Document segment —
*** Begin section ***

For more information:

Jens Enemark, Common Wadden Sea Secretariat, Wilhelmshaven, Germany. E-mail: enemark@waddensea-secretariat.org

Lida Pet-Soede, WWF, Jakarta, Indonesia. E-mail: lpet@wallacea.wwf.or.id

Scott Godwin, Papahānaumokuākea Marine National Monument, Honolulu, Hawai`i, US. E-mail: scott.godwin@noaa.gov

BOX: Seven components of integrated management

Effective integrated management in marine EBM must consist of more than just individual agencies working together, says Jon Day, director of ecosystem conservation and sustainable use for the Great Barrier Reef Marine Park Authority.  In Managing Protected Areas: A Global Guide, Day outlines that integrated management should include the following components:

•  Inter-governmental integration - vertical integration across all relevant levels of government, including any jurisdiction responsible for the marine environment or the adjoining coastal environment;

•  Inter-agency integration - horizontal integration between agencies with differing mandates;

•  Intra-agency integration - horizontal integration within agencies;

•  Land-water interface integration - across the land-water boundary, considering such aspects as connectivity and downstream impacts;

•  Inter-sectoral integration - considering the range of different user and stakeholder groups;

•  Inter-disciplinary integration - integrating ecological, social, economic, and cultural considerations; and

•  Inter-generational integration - considering the views and interests of past, current, and future generations.

[Day, JC. (2006) Marine Protected Areas, in Managing Protected Areas: A Global Guide, Lockwood, M., Worboys, G., Kothari, A. (eds). Earthscan, London, pp 603-634.]

For more information: Jon Day, Great Barrier Reef Marine Park Authority, Townsville, Australia. E-mail: j.day@gbrmpa.gov.au


BOX: Insights on guiding agencies toward integration

In his 1998 book Getting Agencies to Work Together (a landmark volume on collaborative management among government agencies), Eugene Bardach laid out the changes that bureaucrats often must make to adjust to integrated management, including in the field of managing ecosystems.  He wrote:

"The collaborators say they often have to learn a new way of thinking, a new way of doing business, to put results ahead of procedures, capacity building above turf protection, trust ahead of suspicion, joint problem solving ahead of accepted, time-worn methods."

These changes require significant effort, but they can result in better service of the public interest.  Bardach, who is now an emeritus professor in public policy at the University of California at Berkeley, suggested the greatest challenge of integrated management is in convincing agency personnel that the changes involved in integrating management are worth it.  Below are highlights of the book, excerpted by MEAM to illustrate how to guide agencies toward integration:

On starting integration

Initially, when you have task forces starting, you have everybody staring at one another thinking, "I'm not sure why I'm here."  For a task force to mature into an entity that really can deal with environmental problems, it takes a couple of years....  The key component is cross-education.  Other agencies can't help you until they understand your mission and your jurisdiction.  That takes quite a while.  You have to make lots of presentations and have people interested in learning.

*** End section ***

Data for processing —

*** Begin section ***

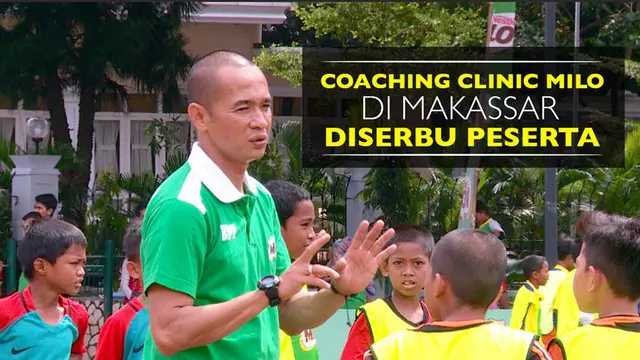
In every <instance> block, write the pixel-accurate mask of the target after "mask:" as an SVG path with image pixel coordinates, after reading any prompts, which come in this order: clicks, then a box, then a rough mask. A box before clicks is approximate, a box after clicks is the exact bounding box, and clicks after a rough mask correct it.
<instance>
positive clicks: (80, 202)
mask: <svg viewBox="0 0 640 360" xmlns="http://www.w3.org/2000/svg"><path fill="white" fill-rule="evenodd" d="M95 101H96V86H95V84H93V83H91V82H88V81H86V80H85V81H82V80H81V81H80V103H79V113H78V146H77V149H76V154H77V156H79V157H80V159H82V161H83V163H84V164H85V165H84V166H81V167H79V168H78V169H77V171H76V173H75V179H74V180H75V181H74V183H75V184H76V185H77V188H76V191H78V190H80V189H84V191H82V196H80V199H79V200H81V201H78V203H77V204H76V207H77V209H76V210H77V212H76V214H75V215H76V221H78V223H79V224H85V219H86V213H87V201H86V200H87V195H88V192H89V179H90V177H91V160H92V159H93V129H94V124H93V122H94V119H95V110H96V104H95Z"/></svg>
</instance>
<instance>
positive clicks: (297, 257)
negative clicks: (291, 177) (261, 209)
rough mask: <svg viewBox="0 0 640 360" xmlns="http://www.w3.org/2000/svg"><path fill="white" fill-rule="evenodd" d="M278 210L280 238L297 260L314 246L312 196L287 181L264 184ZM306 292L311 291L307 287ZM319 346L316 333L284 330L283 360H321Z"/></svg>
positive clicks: (278, 217)
mask: <svg viewBox="0 0 640 360" xmlns="http://www.w3.org/2000/svg"><path fill="white" fill-rule="evenodd" d="M264 187H265V188H267V190H269V193H270V194H271V197H272V198H273V201H274V203H275V206H276V212H277V213H278V219H279V221H280V234H281V235H282V238H283V239H284V242H285V244H287V250H288V251H289V256H290V257H291V258H292V259H297V258H298V257H300V255H302V253H303V252H304V250H305V249H306V248H307V246H309V244H311V242H313V239H314V238H315V236H316V233H315V230H314V228H313V222H314V220H315V208H314V205H313V201H311V194H309V192H308V191H307V190H305V189H303V188H302V187H300V186H298V185H295V184H293V183H290V182H288V181H284V180H272V181H269V182H267V183H266V184H264ZM303 291H308V289H307V287H306V286H304V287H303ZM318 358H319V355H318V346H317V344H316V337H315V334H314V333H313V329H307V330H304V331H302V332H301V333H300V334H297V335H295V336H289V335H287V334H286V333H285V332H284V331H282V330H280V360H317V359H318Z"/></svg>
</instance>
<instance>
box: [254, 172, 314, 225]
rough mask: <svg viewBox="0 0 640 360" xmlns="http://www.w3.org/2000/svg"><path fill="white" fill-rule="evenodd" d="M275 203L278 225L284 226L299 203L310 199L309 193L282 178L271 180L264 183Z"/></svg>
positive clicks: (310, 195) (264, 184)
mask: <svg viewBox="0 0 640 360" xmlns="http://www.w3.org/2000/svg"><path fill="white" fill-rule="evenodd" d="M264 187H266V188H267V190H269V192H270V193H271V197H273V201H274V202H275V204H276V211H277V212H278V219H279V220H280V225H282V226H285V224H286V222H287V219H289V218H290V217H291V216H292V215H293V213H294V211H296V207H297V206H298V204H299V203H301V202H303V201H306V200H311V194H309V192H308V191H307V190H305V189H303V188H302V187H301V186H298V185H296V184H293V183H291V182H288V181H284V180H272V181H269V182H267V183H266V184H264Z"/></svg>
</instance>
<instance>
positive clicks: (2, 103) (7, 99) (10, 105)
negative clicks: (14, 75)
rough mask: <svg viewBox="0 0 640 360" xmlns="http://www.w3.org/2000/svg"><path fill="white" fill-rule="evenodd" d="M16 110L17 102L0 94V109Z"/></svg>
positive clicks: (5, 96)
mask: <svg viewBox="0 0 640 360" xmlns="http://www.w3.org/2000/svg"><path fill="white" fill-rule="evenodd" d="M17 108H18V100H17V99H13V98H11V96H8V95H1V94H0V109H6V110H14V109H17Z"/></svg>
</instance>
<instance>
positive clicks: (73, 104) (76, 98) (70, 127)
mask: <svg viewBox="0 0 640 360" xmlns="http://www.w3.org/2000/svg"><path fill="white" fill-rule="evenodd" d="M63 96H64V111H65V113H66V114H67V124H69V136H70V137H71V146H73V148H74V149H77V148H78V125H79V123H80V122H79V121H80V118H79V116H80V114H79V111H80V97H79V96H78V95H77V94H76V93H75V91H73V90H72V89H66V90H64V93H63Z"/></svg>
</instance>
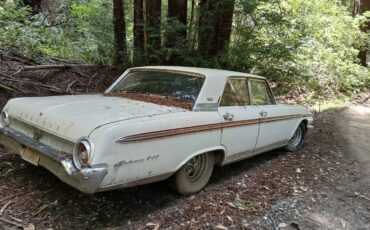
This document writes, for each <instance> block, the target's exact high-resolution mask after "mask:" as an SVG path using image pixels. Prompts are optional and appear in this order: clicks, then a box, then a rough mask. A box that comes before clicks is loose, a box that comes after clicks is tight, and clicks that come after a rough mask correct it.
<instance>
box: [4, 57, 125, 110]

*** End section ***

Instructions —
**1)** Reproduce the listing from its start up to and including the line with "positive clicks: (80, 202)", substituting "pixel-precise" for "pixel-accurate" and changing nothing else. Omit the pictures.
**2)** Pick up the passage on integrated marine management at the point where it stops, and continue it.
The passage on integrated marine management and the listing come from unrelated sources.

Answers for the tasks —
**1)**
In every <instance> block, write the pixel-precise mask of the target after "mask:" as an SVG path with image pixel coordinates, after reading any prompts, which come in this order: clicks, then a box, then a rough mask. A box before clicks is approximate, a box after clicks is the exact bounding box, and clicks after a rough mask correct it.
<instance>
positive clicks: (80, 202)

**2)**
On the bureaucratic ethos vs. the collaborative ethos

Almost nothing about the bureaucratic ethos makes it hospitable to interagency collaboration.  The collaborative ethos values equality, adaptability, discretion, and results; the bureaucratic ethos venerates hierarchy, stability, obedience, and procedures.  Making the transition from an existing way of doing agency business to a new and more collaborative way requires actors to withdraw at least temporarily from the bureaucratic ethos.  They must spurn something they may have at least respected if not cherished.

On the importance of interpersonal collaboration

The cutting edge of interagency collaboration is interpersonal collaboration.  If interagency collaboration is supposed to create new value, that value will almost certainly be bigger and better if the people involved can work together easily and constructively.  One barrier to doing so is the bureaucratic culture.  A possible smart practice is to use that culture to cure its own problems.  Have interagency teams of experienced bureaucrats exercise their bureaucratic craft skills to design a simpler, less bureaucratic approach to accomplishing the same ends as an existing but too cumbersome system.

[Getting Agencies to Work Together (Brookings Institution Press, 1998) is available on amazon.com for US $20.93.]



Tundi's Take
INTEGRATION: HOW CAN SOMETHING SO SIMPLE BE SO CONFOUNDING?

By Tundi Agardy, MEAM Contributing Editor (tundiagardy@earthlink.net)

Integration is the cornerstone of EBM.  The lack of it is why sectoral management typically fails to stem ecosystem decline - which, in turn, is why most everyone agrees that integration is necessary.  But what, exactly, needs to be integrated in order to achieve EBM?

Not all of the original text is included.